Skip to contents

Takes the same file-based inputs as the DENTIST C++ binary (summary stats file + PLINK bfile) and runs the R dentist implementation. This allows direct comparison between the R implementation and the C++ binary on identical data.

Usage

dentist_from_files(
  gwas_summary,
  bfile,
  nSample = NULL,
  window_size = 2e+06,
  pValueThreshold = 5.0369e-08,
  propSVD = 0.4,
  gcControl = FALSE,
  nIter = 10,
  gPvalueThreshold = 0.05,
  duprThreshold = 0.99,
  ncpus = 1,
  correct_chen_et_al_bug = TRUE,
  min_dim = 2000,
  use_gcta_LD = FALSE,
  verbose = TRUE
)

Arguments

gwas_summary

Path to the GWAS summary statistics file (DENTIST format: tab-separated, 8 columns with header: SNP A1 A2 freq beta se p N). May be gzipped.

bfile

PLINK binary file prefix (expects .bed/.bim/.fam files).

nSample

Number of samples in the LD reference panel. If NULL (recommended), uses the reference panel size from the genotype matrix. This controls the SVD truncation rank K = min(idx_size, nSample) * propSVD. Note: this is the reference panel size, NOT the GWAS sample size. Default is NULL.

window_size

Window size in base pairs. Default is 2000000.

pValueThreshold

P-value threshold for outlier detection. Default is 5.0369e-8.

propSVD

SVD truncation proportion. Default is 0.4.

gcControl

Logical; apply genomic control. Default is FALSE.

nIter

Number of QC iterations. Default is 10.

gPvalueThreshold

GWAS p-value threshold for grouping. Default is 0.05.

duprThreshold

LD r-squared threshold for duplicate detection. Default is 0.99.

ncpus

Number of CPU threads. Default is 1.

correct_chen_et_al_bug

Logical; correct known bugs in original DENTIST. Default is TRUE.

min_dim

Minimum number of SNPs per window. Default is 2000.

use_gcta_LD

Logical; use GCTA-style LD computation and raw B-allele counts to match the DENTIST binary's exact floating-point behavior. Requires snpStats. Default is FALSE; set to TRUE when comparing against the binary.

verbose

Logical; print progress messages. Default is TRUE.

Value

A list with components:

result

Data frame from dentist with outlier detection results.

sum_stat

Aligned summary statistics data frame (with SNP names and positions).

LD_mat

The LD correlation matrix used.

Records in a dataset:
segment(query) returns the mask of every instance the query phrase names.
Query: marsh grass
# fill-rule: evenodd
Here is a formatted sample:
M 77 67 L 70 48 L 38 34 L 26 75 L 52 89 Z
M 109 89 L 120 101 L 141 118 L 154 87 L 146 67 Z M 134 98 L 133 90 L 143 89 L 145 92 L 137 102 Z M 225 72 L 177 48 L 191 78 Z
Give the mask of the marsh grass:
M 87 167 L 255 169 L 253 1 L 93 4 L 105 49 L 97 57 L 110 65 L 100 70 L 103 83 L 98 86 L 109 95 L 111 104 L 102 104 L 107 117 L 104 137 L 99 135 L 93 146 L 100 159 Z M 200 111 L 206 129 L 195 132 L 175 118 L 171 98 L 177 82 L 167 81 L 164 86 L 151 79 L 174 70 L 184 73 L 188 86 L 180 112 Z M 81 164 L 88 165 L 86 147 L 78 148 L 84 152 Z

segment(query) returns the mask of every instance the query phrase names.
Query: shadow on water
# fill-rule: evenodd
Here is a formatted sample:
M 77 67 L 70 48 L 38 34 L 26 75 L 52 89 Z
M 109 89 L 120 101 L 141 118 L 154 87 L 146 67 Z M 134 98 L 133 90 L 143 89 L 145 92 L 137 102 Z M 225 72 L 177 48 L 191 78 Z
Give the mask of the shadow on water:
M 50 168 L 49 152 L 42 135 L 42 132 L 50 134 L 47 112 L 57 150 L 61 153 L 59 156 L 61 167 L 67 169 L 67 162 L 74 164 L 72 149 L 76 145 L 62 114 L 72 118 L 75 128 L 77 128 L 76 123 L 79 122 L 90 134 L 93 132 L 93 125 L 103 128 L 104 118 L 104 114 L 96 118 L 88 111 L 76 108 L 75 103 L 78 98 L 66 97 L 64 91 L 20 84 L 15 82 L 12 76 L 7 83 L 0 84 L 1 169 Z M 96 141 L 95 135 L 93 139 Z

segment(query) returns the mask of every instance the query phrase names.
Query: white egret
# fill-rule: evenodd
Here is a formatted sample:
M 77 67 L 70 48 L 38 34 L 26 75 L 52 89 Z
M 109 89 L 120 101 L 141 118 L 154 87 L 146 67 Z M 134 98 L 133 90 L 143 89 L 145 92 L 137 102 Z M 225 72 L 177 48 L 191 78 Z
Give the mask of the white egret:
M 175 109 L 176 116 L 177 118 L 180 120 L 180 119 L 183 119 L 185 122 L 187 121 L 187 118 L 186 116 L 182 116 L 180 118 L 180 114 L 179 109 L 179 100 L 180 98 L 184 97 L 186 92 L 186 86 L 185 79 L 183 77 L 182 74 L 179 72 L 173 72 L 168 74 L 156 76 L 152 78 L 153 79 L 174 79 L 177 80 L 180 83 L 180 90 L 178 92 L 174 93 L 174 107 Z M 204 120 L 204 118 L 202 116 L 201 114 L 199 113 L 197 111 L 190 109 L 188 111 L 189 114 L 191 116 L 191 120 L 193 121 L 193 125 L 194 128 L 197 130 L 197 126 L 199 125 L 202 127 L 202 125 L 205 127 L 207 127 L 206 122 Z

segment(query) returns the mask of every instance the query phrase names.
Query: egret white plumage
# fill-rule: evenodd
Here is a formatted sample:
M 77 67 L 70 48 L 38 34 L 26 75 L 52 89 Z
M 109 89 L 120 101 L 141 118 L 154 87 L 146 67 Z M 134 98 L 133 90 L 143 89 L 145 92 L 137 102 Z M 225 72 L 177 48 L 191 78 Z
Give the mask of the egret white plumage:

Exercise ▸ Please summarize the dentist_from_files documentation above in two sentences.

Task result ▸ dentist_from_files takes the same file-based inputs as the DENTIST C++ binary, a summary statistics file and a PLINK bfile, and runs the R dentist implementation so the R version and the C++ binary can be compared directly on identical data. It returns a list with the outlier detection results, the aligned summary statistics, and the LD correlation matrix used.